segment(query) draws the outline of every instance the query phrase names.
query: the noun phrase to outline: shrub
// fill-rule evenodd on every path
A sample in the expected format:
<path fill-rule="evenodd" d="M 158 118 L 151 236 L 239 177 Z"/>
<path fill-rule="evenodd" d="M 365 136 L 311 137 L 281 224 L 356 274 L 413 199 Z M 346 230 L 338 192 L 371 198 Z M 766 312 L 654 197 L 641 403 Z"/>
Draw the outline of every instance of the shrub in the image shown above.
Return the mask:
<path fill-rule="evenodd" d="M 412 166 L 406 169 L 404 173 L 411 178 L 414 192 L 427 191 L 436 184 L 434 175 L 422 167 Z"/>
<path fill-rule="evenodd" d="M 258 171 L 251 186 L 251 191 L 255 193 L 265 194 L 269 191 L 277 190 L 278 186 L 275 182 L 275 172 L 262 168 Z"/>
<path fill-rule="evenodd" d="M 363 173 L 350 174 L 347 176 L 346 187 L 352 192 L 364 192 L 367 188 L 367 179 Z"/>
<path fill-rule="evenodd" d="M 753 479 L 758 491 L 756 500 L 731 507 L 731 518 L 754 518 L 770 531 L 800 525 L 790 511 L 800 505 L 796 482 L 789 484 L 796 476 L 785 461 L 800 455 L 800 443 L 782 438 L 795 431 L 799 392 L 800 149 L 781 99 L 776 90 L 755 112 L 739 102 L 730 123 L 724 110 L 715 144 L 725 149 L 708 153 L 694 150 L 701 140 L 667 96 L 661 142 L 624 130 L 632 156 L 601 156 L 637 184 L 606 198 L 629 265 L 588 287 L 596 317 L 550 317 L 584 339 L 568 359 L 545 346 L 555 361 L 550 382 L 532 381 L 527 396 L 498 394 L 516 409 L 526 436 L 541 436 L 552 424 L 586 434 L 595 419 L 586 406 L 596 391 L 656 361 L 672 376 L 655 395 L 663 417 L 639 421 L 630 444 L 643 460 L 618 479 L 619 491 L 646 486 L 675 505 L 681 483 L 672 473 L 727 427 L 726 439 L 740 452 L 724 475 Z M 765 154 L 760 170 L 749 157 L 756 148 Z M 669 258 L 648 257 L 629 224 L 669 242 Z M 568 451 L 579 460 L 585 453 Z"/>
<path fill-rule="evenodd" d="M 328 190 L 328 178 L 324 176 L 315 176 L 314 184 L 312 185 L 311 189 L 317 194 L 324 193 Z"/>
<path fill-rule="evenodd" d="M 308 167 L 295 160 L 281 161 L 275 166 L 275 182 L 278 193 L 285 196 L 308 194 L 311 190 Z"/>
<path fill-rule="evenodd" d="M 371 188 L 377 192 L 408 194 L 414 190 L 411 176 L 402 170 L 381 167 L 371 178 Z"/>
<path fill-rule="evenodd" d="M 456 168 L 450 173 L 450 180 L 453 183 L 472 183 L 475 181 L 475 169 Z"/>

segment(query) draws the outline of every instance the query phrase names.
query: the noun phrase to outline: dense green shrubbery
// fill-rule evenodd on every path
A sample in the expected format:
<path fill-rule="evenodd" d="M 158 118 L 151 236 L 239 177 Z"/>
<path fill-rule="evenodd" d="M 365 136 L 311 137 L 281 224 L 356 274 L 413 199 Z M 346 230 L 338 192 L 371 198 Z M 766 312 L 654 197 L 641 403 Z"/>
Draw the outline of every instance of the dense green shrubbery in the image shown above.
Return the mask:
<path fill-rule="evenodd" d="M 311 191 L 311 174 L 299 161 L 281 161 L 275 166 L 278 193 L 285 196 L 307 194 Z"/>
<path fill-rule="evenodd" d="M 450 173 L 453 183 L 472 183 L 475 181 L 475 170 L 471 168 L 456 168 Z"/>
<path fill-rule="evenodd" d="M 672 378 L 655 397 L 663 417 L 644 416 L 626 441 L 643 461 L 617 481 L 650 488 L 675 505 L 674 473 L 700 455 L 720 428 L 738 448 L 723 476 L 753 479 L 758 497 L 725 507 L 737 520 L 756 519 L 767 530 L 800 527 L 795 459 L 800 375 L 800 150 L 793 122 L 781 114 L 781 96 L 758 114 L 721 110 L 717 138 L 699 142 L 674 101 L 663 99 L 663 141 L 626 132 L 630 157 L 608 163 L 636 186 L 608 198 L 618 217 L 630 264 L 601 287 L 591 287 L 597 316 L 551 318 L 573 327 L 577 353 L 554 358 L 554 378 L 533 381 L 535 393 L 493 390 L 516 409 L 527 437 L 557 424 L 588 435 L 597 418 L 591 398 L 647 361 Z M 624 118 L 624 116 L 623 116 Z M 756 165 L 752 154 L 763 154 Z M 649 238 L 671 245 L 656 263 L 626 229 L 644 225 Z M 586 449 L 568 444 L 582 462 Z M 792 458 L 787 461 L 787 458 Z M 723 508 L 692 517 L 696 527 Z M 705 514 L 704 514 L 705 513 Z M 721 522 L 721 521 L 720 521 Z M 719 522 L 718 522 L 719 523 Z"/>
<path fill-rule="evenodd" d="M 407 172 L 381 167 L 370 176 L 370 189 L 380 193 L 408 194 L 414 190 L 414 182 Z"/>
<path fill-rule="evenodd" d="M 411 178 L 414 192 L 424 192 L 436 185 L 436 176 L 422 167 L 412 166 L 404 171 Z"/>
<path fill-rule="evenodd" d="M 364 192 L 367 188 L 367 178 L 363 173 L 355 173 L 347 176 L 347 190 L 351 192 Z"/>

What you are asked to do — Only the lines from the first line of the material above through the line that contains "Draw the outline of every instance of the shrub" should be quoted, each one exactly.

Reply —
segment(query) draws the outline of every instance the query phrase names.
query: the noun phrase to outline: shrub
// fill-rule evenodd on every path
A sample in the expected format:
<path fill-rule="evenodd" d="M 158 118 L 151 236 L 239 177 Z"/>
<path fill-rule="evenodd" d="M 365 136 L 311 137 L 281 224 L 356 274 L 413 199 Z M 346 230 L 338 192 L 371 198 Z M 766 312 L 654 197 L 641 403 Z"/>
Draw the outline of every instance of the shrub in the image shown above.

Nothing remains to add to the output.